### Work to complete
Report each line of the data below that contains the word "woman", copying every such line in full. Case counts, so match capital and lowercase letters.

Excerpt from the dataset

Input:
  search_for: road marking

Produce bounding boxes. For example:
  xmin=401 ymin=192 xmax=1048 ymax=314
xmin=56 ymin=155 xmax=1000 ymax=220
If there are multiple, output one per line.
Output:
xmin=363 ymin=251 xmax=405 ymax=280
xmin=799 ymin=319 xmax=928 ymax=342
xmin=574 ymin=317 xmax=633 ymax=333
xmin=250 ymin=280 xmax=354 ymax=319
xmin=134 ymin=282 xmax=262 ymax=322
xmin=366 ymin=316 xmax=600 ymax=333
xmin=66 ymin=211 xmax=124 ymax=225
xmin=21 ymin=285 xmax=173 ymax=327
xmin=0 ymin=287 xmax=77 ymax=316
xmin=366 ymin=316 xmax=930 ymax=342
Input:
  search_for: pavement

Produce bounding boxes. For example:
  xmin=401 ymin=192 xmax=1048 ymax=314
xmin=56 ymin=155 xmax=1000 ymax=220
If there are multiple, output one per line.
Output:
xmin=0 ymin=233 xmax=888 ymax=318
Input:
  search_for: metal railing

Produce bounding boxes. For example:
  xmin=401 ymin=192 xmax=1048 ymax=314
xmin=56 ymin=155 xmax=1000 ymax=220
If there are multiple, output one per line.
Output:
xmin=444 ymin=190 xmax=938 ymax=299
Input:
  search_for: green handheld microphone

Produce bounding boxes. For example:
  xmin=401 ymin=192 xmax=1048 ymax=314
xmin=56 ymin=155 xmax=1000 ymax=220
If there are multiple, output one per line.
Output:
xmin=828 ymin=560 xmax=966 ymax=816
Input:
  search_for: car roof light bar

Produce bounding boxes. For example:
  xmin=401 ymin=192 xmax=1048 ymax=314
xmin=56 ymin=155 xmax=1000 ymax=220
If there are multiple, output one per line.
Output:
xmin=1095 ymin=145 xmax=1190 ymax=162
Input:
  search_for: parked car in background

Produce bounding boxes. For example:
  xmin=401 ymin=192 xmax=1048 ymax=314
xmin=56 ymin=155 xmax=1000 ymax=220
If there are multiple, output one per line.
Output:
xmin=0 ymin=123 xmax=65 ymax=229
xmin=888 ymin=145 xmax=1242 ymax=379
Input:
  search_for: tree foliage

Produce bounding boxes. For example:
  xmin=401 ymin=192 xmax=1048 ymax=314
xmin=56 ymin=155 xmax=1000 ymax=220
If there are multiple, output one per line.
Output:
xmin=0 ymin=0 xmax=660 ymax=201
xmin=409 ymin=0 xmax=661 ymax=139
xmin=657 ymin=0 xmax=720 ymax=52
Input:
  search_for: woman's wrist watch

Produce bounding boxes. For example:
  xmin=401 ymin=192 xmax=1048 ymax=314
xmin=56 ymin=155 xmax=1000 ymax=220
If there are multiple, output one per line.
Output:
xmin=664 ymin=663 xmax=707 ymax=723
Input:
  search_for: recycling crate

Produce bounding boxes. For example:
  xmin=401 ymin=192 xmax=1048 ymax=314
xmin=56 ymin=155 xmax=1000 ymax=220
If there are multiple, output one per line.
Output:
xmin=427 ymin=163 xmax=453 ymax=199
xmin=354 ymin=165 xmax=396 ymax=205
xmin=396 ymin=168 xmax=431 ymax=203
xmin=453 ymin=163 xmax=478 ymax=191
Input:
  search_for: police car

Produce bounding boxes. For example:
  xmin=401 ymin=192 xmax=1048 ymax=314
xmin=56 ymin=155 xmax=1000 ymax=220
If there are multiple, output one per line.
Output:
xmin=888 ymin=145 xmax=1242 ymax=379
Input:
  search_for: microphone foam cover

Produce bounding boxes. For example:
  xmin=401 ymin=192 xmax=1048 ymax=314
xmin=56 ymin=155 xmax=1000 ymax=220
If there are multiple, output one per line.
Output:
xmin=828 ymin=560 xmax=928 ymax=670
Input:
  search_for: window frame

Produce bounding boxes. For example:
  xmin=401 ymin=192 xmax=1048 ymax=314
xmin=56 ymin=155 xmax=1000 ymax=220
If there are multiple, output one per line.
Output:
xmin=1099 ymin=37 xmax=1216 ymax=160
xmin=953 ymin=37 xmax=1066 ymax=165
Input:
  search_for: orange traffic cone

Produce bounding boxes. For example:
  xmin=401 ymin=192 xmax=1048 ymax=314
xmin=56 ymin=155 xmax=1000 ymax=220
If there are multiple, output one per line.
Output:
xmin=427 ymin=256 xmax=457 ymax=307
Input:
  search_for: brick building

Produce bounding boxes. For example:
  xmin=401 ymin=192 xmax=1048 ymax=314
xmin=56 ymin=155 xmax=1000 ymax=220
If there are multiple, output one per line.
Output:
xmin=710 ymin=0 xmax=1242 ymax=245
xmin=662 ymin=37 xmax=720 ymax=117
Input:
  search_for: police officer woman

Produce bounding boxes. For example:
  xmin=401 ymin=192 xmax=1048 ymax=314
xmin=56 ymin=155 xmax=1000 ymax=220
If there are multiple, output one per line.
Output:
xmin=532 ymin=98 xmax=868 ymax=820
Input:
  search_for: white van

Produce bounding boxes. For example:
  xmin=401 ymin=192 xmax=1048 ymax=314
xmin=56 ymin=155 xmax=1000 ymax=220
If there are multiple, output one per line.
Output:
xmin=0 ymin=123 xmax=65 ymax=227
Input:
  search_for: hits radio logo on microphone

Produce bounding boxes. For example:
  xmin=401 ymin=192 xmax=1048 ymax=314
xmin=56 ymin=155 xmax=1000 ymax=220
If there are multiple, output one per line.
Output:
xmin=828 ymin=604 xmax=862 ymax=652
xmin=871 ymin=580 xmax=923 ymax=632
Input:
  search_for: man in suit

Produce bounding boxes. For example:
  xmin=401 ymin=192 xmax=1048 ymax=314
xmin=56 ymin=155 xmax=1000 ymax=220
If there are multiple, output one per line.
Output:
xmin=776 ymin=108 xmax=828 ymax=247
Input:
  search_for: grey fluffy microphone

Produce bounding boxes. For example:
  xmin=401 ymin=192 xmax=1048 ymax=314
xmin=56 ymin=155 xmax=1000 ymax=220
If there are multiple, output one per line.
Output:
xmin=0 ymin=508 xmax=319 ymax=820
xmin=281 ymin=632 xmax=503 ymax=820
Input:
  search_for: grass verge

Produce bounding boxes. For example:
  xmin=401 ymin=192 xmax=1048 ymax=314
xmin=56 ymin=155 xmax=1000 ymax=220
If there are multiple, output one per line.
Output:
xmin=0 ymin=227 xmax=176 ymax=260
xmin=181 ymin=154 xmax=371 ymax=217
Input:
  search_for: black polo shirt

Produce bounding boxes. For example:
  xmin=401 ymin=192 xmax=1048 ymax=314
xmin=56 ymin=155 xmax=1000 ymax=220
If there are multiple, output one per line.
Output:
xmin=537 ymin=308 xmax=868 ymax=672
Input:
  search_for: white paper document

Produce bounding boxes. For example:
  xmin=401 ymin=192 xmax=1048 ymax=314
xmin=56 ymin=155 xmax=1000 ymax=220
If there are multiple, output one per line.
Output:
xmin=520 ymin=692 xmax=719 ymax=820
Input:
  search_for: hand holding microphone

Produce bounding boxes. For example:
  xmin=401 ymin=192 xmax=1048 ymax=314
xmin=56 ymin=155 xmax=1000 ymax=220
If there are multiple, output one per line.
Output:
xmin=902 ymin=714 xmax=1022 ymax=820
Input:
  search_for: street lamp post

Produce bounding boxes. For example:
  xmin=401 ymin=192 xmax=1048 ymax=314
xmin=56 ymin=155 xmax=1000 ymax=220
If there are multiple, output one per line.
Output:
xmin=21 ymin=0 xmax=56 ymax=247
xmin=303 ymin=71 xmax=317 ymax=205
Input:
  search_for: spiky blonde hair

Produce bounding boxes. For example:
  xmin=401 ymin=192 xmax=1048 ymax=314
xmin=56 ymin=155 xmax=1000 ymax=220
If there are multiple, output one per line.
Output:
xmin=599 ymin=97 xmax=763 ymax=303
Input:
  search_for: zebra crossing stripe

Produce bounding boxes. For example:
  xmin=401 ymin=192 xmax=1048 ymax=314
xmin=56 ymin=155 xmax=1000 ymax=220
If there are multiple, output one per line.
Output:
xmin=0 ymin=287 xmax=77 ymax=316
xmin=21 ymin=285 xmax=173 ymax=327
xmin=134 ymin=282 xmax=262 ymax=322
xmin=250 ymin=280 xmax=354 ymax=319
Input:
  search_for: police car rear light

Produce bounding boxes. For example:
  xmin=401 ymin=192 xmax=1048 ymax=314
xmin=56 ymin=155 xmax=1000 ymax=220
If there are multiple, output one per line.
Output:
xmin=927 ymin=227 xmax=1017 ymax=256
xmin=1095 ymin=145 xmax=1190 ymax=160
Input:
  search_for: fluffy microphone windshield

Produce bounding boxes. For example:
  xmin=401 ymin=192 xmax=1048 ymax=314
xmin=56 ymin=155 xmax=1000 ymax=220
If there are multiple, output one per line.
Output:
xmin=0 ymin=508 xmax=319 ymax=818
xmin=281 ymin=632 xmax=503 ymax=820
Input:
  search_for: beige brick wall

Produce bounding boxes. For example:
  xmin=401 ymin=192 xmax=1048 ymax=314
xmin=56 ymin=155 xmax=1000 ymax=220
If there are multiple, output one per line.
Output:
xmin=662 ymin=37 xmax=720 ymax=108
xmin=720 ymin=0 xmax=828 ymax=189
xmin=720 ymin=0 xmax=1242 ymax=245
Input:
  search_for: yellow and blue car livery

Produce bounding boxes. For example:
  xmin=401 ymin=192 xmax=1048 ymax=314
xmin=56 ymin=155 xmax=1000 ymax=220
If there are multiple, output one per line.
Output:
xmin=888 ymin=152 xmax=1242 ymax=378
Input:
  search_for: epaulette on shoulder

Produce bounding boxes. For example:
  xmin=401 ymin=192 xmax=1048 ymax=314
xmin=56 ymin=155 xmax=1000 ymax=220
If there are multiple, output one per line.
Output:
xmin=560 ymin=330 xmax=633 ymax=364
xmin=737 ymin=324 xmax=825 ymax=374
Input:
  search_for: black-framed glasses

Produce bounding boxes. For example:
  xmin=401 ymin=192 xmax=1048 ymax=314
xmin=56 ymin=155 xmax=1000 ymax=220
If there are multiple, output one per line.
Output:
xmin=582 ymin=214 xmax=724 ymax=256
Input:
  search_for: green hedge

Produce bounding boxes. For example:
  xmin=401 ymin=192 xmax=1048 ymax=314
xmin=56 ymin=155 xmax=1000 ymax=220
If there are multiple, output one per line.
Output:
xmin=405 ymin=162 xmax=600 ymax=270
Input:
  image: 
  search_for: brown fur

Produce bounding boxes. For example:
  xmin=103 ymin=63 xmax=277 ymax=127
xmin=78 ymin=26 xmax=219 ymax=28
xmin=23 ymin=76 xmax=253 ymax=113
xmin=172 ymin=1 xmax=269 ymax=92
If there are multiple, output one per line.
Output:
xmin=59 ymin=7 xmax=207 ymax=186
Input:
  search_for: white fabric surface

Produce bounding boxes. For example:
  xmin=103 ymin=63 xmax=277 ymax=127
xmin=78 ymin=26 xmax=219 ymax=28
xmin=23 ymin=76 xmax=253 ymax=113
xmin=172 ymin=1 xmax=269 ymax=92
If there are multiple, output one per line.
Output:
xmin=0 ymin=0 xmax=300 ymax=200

### Solution
  search_for: woman's wrist watch
  search_for: police officer woman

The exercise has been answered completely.